■ **Selected excerpt**
Hertfordshire's emergency services stockpiling fuel for fire engines as part of Brexit planning

Hertfordshire County Council is stockpiling fuel for the county's fire service, amid fears the UK's withdrawal from the EU could result in a fuel shortage.

Monday, 28th October 2019, 12:24 pm

Usually fire appliances are filled with fuel from a small number of petrol bunkers around the county, or by using fuel cards at local petrol stations.

But now fire fighters have been told NOT to use fuel from the bunkers, to ensure they can use the supply if there is a national fuel shortage after Brexit.

Fuel shortages are one of the key post-Brexit risks that the county council is already preparing for.

And it's estimated that the 'bunkered' fuel would keep the emergency vehicles running for an additional three months after routine supplies had dried up.

On Thursday (October 24) 'bunkered fuel' was one of the precautions that were highlighted to members of the county council's resources and performance cabinet panel, in the run-up to Brexit.

Among the catalogue of risks highlighted to councillors was the potential for widespread traffic disruption in the south east that could result in significant congestion at key locations in Hertfordshire, like the M25 and lorry parks.

■ **Assignment**
Write out the Brexit fuel article again, everything from "Monday, 28th October" down to "shortage after Brexit.", swapping "fire fighters" for "firefighters".

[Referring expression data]
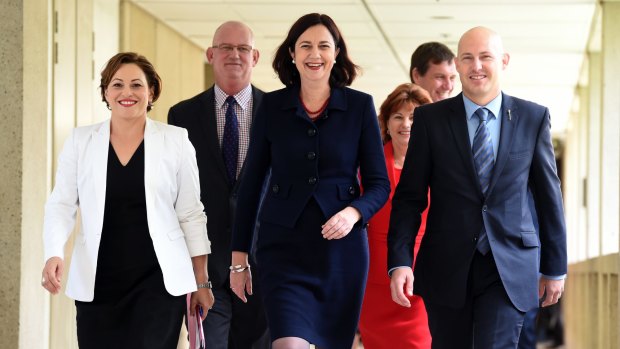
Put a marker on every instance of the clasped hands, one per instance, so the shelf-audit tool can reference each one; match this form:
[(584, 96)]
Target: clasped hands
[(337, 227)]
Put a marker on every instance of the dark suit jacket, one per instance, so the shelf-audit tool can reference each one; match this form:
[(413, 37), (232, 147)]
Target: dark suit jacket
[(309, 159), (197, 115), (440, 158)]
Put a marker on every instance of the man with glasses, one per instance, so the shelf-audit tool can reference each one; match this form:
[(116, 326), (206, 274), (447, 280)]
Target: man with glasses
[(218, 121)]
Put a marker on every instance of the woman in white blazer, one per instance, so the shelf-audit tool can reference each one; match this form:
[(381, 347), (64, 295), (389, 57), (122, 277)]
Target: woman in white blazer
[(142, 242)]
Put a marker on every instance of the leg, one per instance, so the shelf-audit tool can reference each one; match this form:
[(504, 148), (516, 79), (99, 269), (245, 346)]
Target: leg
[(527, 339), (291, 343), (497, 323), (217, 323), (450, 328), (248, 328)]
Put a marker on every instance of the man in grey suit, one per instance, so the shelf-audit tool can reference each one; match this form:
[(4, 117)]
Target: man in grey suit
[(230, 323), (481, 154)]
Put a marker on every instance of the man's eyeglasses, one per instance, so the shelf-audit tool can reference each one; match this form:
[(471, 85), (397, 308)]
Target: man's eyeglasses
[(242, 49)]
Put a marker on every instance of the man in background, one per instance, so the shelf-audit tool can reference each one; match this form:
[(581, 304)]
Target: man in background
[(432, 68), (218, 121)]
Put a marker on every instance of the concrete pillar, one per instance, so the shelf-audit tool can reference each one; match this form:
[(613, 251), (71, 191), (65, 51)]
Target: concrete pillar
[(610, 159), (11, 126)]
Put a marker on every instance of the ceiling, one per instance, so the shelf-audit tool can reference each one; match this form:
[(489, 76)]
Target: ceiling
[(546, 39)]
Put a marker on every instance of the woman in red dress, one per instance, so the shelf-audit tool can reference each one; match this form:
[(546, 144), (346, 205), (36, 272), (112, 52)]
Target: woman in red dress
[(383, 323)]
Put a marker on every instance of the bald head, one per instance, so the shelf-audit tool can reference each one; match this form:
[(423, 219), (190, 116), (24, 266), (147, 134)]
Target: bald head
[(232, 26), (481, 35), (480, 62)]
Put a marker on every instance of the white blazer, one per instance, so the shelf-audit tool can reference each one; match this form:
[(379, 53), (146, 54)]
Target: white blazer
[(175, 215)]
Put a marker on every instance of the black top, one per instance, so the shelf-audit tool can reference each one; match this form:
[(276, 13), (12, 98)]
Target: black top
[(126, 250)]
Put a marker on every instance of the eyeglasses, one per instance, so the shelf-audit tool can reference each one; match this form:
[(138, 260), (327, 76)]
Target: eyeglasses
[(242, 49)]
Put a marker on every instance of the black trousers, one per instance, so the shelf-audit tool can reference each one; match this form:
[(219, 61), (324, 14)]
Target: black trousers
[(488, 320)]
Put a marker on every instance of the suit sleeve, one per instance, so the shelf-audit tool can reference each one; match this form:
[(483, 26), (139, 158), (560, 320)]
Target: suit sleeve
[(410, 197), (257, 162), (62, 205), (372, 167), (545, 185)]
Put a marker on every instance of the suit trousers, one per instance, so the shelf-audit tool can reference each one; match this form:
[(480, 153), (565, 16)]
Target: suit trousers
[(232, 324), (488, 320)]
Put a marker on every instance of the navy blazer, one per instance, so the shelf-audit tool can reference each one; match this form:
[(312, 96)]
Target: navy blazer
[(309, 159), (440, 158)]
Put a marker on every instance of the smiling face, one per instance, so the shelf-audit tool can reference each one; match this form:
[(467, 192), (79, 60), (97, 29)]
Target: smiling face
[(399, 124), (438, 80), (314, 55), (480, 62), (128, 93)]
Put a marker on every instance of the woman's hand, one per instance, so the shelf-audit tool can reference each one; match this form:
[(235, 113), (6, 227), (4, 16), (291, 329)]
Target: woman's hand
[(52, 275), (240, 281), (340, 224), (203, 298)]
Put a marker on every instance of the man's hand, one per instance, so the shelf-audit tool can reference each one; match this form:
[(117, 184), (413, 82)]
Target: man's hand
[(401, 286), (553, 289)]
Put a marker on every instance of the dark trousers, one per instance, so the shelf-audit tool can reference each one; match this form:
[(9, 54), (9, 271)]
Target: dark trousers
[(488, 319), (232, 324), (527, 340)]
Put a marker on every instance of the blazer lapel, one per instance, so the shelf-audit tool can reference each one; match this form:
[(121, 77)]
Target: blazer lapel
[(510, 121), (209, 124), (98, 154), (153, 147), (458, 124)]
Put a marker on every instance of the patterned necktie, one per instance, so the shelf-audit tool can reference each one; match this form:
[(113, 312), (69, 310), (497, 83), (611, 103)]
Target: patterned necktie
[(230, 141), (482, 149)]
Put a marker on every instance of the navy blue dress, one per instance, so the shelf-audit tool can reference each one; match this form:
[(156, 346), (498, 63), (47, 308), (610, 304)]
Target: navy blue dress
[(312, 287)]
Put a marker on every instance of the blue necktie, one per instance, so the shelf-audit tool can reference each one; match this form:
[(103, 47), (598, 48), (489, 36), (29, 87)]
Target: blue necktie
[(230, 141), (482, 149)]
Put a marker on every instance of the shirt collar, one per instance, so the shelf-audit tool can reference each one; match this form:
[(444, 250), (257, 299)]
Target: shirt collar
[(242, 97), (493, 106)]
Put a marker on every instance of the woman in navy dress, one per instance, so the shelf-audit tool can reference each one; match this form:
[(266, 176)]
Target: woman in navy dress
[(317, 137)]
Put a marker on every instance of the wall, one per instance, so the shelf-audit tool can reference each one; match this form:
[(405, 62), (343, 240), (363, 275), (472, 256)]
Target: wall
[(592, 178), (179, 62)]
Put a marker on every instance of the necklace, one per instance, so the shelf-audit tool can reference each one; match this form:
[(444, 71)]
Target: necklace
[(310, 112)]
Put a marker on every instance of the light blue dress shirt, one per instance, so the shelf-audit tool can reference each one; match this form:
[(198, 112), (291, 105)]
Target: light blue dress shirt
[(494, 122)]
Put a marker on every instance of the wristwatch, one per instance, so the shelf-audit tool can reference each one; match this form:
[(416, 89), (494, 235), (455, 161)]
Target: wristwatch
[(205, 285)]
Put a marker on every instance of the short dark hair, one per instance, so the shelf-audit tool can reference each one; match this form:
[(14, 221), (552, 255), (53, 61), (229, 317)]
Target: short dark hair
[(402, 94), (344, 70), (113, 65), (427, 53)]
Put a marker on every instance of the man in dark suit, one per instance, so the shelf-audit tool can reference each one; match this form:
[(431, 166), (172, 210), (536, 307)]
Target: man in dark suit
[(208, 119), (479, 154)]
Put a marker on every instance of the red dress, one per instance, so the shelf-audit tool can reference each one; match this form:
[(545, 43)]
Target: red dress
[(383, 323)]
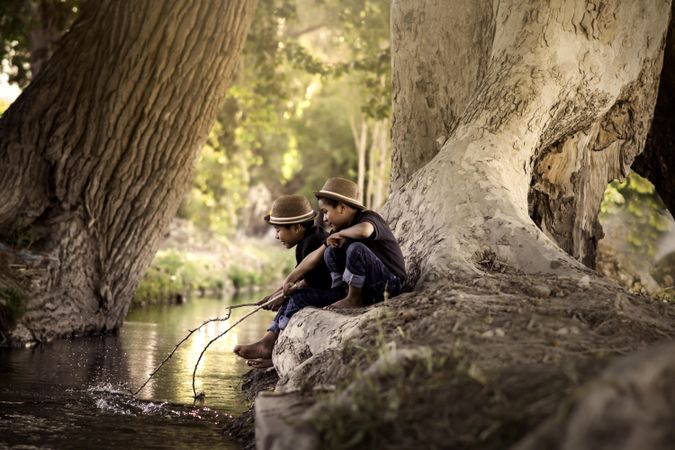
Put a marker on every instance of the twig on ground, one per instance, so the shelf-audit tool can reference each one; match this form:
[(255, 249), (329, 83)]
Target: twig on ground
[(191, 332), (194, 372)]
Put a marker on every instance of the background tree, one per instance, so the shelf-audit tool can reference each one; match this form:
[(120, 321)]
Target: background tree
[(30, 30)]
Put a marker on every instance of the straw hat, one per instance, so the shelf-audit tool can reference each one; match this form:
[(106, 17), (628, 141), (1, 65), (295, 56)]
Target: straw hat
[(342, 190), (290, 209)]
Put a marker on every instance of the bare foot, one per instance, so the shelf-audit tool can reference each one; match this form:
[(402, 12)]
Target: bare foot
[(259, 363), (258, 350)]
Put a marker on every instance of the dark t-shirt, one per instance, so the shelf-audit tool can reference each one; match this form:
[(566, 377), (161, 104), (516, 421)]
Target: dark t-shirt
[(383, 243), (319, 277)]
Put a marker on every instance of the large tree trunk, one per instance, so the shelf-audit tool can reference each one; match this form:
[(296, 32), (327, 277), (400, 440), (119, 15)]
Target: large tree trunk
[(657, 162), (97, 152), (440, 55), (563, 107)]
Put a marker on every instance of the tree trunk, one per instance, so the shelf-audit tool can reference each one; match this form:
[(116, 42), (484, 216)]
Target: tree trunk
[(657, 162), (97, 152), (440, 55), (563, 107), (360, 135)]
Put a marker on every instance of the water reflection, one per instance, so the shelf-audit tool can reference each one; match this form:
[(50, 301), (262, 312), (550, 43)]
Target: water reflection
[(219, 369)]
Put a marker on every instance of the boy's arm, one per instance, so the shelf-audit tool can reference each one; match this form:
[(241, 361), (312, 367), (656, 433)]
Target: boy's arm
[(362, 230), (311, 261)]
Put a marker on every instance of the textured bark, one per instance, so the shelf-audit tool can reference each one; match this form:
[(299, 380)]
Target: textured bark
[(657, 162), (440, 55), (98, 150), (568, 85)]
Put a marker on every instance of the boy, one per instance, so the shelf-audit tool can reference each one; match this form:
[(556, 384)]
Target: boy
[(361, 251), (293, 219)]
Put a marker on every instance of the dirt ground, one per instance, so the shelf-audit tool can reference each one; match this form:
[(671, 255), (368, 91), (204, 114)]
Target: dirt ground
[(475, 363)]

■ **Result of the exercise**
Monday, 28th October 2019, 12:24 pm

Usually fire appliances are filled with fuel from a small number of petrol bunkers around the county, or by using fuel cards at local petrol stations.

But now firefighters have been told NOT to use fuel from the bunkers, to ensure they can use the supply if there is a national fuel shortage after Brexit.